EXERCISES:
**1)** In which year did Commoner appear on the cover of Time magazine, according to the obituary text?
**2)** Reproduce the passage of the obituary text between "Commoner studied the" and "the Times reported.", inclusive, substituting "youngsters" for "children".

Barry Commoner, a pioneering environmental scientist and former professor at Washington University in St. Louis died Sunday, Sept. 30, 2012, in New York. Commoner was 95 and lived in Brooklyn Heights.
The New York Times called Commoner "a founder of modern ecology and one of its most provocative thinkers and mobilizers."
Commoner studied the impact of radioactive material following World War II, which included documenting concentrations of strontium 90 in the baby teeth of thousands of children, the Times reported.
Commoner also contributed to the adoption of the Nuclear Test Ban Treaty of 1963.
In 1970—the first year Earth Day was celebrated in the United States—Commoner made the cover of Time magazine.
He turned to ecological studies and the environment in the 1960s. In a Last Word online video by the New York Times, Commoner shared these thoughts on environmentalism:
I don’t believe in environmentalism as the solution to anything. What I believe is that environmentalism illuminates the things that need to be done to solve all of the problems together. For example, if you’re going to revise the productive system to make cars or anything else in such a way as to suit the environmental necessities, at the same time why not see to it that women earn as much as men for the same work?

COLLECTED MATERIAL:
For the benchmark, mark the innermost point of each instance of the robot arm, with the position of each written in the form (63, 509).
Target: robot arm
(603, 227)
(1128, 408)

TASK RESULTS:
**1)** 1970

**2)**
Commoner studied the impact of radioactive material following World War II, which included documenting concentrations of strontium 90 in the baby teeth of thousands of youngsters, the Times reported.